### Excerpts of bounding box data

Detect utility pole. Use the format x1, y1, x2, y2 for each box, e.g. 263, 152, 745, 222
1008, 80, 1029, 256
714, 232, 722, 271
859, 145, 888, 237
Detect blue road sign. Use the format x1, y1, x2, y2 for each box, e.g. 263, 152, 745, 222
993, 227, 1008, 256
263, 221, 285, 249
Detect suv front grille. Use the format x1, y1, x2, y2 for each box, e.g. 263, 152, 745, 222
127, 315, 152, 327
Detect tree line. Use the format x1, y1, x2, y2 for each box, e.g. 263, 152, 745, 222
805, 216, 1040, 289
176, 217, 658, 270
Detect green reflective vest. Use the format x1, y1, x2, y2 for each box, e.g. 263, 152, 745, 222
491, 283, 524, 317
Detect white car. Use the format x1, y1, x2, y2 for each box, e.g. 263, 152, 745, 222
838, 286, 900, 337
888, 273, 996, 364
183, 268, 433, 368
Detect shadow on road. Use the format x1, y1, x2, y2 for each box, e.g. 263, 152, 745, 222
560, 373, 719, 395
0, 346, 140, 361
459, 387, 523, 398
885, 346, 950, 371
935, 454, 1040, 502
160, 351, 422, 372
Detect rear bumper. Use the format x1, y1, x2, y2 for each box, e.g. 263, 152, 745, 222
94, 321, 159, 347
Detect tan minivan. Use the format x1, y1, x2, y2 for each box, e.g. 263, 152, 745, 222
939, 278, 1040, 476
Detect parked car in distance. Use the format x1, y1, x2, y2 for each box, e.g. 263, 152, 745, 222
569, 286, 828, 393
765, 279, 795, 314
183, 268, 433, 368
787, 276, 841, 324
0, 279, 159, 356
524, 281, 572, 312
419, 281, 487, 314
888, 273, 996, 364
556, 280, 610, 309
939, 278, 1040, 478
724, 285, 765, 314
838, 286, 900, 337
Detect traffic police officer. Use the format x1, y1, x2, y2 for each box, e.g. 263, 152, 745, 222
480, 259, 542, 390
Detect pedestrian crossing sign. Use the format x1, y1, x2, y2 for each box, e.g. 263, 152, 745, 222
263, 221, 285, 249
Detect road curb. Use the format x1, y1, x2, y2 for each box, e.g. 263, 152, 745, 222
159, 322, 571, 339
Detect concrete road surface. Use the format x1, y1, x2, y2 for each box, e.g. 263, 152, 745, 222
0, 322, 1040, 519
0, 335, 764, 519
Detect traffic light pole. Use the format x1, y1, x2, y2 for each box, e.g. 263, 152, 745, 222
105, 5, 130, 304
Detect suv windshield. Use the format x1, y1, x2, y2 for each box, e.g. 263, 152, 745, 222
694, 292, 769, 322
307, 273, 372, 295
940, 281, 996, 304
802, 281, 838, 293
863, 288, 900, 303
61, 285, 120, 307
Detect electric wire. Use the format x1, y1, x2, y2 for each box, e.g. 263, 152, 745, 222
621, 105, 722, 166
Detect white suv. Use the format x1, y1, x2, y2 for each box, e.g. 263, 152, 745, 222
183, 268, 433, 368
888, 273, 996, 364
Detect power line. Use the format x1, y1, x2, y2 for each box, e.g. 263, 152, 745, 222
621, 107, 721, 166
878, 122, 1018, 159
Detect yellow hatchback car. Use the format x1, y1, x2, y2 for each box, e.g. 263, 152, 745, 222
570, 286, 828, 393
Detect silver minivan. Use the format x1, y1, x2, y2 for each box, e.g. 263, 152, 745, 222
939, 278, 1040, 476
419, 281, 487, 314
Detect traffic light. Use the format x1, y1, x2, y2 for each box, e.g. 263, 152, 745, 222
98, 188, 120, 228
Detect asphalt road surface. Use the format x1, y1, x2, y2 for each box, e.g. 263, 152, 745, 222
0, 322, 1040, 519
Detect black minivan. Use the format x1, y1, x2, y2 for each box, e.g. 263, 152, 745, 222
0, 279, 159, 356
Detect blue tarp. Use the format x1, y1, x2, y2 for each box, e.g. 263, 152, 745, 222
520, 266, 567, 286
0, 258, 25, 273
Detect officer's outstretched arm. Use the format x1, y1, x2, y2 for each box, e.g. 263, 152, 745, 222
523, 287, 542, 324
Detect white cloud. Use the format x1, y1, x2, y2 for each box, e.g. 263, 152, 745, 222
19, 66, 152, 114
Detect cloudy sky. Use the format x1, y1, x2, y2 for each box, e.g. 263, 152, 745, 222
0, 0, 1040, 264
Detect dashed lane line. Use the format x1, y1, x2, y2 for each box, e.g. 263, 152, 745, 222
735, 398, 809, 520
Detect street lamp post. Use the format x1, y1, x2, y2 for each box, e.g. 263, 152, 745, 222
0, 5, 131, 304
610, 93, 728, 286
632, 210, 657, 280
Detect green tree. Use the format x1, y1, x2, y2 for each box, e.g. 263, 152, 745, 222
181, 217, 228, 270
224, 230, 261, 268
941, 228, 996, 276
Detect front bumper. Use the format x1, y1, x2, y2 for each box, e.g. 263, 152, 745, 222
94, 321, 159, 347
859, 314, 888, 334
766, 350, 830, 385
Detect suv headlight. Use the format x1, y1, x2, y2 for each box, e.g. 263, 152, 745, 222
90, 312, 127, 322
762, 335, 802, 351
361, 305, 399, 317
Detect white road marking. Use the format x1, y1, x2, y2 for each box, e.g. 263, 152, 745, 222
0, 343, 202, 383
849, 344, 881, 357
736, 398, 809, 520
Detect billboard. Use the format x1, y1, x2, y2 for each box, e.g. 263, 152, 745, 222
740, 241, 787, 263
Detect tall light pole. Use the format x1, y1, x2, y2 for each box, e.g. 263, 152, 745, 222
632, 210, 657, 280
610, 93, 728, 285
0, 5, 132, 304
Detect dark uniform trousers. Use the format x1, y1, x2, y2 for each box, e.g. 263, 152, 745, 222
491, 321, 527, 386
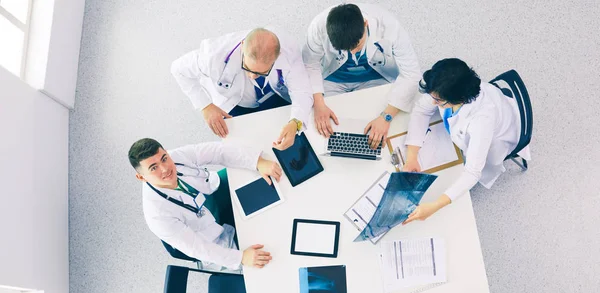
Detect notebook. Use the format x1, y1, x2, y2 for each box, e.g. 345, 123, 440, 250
235, 177, 283, 219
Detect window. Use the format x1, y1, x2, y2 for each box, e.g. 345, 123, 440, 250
0, 0, 31, 78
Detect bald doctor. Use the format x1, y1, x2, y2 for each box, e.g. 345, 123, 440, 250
171, 28, 313, 150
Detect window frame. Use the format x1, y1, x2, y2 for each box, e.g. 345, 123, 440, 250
0, 0, 33, 79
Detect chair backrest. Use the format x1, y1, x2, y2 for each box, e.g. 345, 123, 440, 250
208, 275, 246, 293
164, 265, 246, 293
164, 266, 190, 293
490, 69, 533, 159
160, 240, 199, 262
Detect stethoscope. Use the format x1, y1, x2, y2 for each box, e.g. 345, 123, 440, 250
175, 163, 210, 182
335, 26, 385, 66
146, 163, 210, 218
217, 42, 285, 90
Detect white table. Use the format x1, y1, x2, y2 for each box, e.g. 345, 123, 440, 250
225, 85, 489, 293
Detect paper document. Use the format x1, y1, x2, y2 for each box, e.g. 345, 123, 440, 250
390, 122, 459, 170
345, 172, 390, 244
380, 237, 446, 292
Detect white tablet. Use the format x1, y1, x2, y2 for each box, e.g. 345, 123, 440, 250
290, 219, 340, 258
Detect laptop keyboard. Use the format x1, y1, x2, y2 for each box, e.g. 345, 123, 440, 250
327, 132, 381, 156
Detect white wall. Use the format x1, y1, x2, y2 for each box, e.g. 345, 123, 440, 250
25, 0, 85, 109
0, 67, 69, 293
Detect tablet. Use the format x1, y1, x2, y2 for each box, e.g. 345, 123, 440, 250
290, 219, 340, 258
235, 177, 283, 219
273, 132, 323, 186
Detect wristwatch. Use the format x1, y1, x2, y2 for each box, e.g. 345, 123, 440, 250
288, 118, 302, 131
379, 112, 394, 122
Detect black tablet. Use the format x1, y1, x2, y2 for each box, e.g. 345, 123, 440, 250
273, 132, 323, 186
290, 219, 340, 258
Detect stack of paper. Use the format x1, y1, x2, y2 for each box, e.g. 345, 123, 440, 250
380, 237, 446, 292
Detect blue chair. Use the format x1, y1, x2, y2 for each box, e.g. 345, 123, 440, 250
490, 69, 533, 171
164, 265, 246, 293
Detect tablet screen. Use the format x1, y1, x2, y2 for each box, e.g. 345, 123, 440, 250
292, 219, 340, 257
235, 178, 282, 217
273, 133, 323, 186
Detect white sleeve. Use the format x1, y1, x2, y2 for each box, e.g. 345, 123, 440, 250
171, 45, 212, 109
285, 50, 314, 125
405, 95, 438, 147
149, 216, 243, 270
445, 116, 496, 201
170, 142, 261, 170
302, 14, 325, 94
388, 24, 421, 112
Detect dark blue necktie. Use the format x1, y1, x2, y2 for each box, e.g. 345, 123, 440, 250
254, 76, 273, 100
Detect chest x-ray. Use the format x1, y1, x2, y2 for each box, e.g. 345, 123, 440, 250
354, 172, 437, 242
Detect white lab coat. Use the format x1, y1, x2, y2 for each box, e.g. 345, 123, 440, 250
171, 28, 313, 123
142, 142, 260, 269
302, 4, 421, 112
406, 83, 530, 201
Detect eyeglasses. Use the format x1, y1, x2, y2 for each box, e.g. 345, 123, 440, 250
242, 53, 275, 77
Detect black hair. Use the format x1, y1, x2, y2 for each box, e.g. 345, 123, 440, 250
129, 138, 164, 170
419, 58, 481, 105
326, 4, 365, 51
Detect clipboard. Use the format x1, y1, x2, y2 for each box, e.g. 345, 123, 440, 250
386, 120, 465, 174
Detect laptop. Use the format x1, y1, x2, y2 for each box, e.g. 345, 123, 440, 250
323, 118, 382, 160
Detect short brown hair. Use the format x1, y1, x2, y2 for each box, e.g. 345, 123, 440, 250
129, 138, 164, 170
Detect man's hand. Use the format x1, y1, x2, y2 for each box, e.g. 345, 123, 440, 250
202, 104, 232, 138
313, 94, 340, 137
273, 121, 298, 151
402, 194, 452, 225
365, 116, 390, 149
242, 244, 273, 269
402, 159, 421, 172
256, 158, 281, 185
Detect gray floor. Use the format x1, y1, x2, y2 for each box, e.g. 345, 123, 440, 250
69, 0, 600, 293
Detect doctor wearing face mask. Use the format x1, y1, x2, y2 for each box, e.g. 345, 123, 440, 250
302, 4, 421, 148
171, 28, 313, 150
403, 58, 531, 224
129, 138, 281, 270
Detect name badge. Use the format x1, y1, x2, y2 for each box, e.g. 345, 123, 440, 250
347, 66, 367, 72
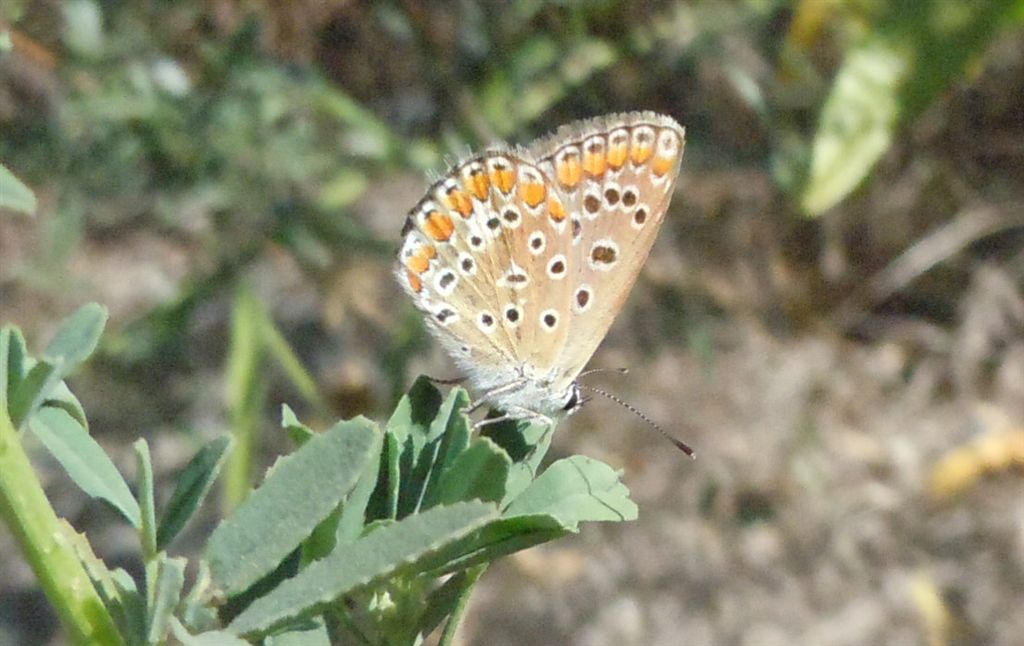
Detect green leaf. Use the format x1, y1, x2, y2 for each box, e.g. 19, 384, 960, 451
432, 437, 512, 505
0, 164, 38, 215
369, 377, 441, 519
67, 531, 146, 644
44, 381, 89, 430
281, 403, 315, 446
367, 429, 401, 521
801, 0, 1018, 215
132, 437, 157, 562
228, 502, 496, 635
398, 388, 469, 518
8, 361, 60, 429
42, 303, 109, 370
504, 456, 637, 531
480, 421, 554, 508
419, 568, 482, 635
801, 38, 908, 215
222, 288, 266, 509
206, 418, 381, 596
171, 617, 252, 646
335, 429, 383, 545
263, 619, 331, 646
157, 435, 231, 550
0, 327, 29, 411
147, 556, 187, 644
29, 406, 141, 528
422, 514, 573, 576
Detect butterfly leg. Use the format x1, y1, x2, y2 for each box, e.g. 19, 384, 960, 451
473, 406, 555, 430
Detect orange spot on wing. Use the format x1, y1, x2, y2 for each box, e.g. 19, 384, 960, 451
607, 140, 630, 170
406, 270, 423, 293
650, 156, 676, 177
548, 196, 565, 222
441, 188, 473, 218
490, 167, 515, 193
462, 168, 490, 200
555, 153, 583, 188
423, 211, 455, 242
519, 181, 548, 209
583, 148, 605, 177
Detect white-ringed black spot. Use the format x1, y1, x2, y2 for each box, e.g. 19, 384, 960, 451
434, 269, 459, 296
476, 311, 495, 334
572, 285, 594, 314
498, 262, 529, 290
505, 305, 522, 328
527, 231, 548, 256
633, 204, 650, 228
541, 309, 558, 332
501, 207, 522, 228
548, 254, 565, 281
623, 186, 640, 209
604, 184, 623, 209
459, 253, 476, 275
588, 239, 618, 271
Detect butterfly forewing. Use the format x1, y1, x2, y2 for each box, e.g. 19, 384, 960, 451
399, 152, 569, 388
396, 113, 683, 416
531, 113, 684, 381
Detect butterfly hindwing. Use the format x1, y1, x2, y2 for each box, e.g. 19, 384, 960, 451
396, 113, 684, 419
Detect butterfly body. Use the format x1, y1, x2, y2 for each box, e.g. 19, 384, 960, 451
396, 113, 684, 419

### Directions
Reproduce the stretch from the line containing "Detect dark blue" through the line containing "326, 4, 365, 51", changing "eyeglasses" to "spectacles" and keeping everything else the same.

### Expected output
Detect dark blue necktie. Use the format x1, y1, x2, y2 for each box, e.g. 345, 123, 440, 250
254, 76, 273, 100
Detect chest x-ray. Use the format x1, y1, x2, y2 for each box, e.g. 345, 123, 440, 250
354, 172, 437, 242
Detect white lab coat. Use the format x1, y1, x2, y2 for each box, e.g. 345, 123, 440, 250
171, 28, 313, 123
142, 142, 260, 269
302, 4, 421, 112
406, 83, 530, 201
Detect spectacles. Use the format x1, y1, x2, y2 for each box, e.g. 345, 123, 440, 250
242, 53, 275, 77
Detect black hair. Use the format x1, y1, x2, y2 for each box, e.g. 345, 123, 440, 250
129, 138, 164, 170
419, 58, 481, 105
326, 4, 365, 51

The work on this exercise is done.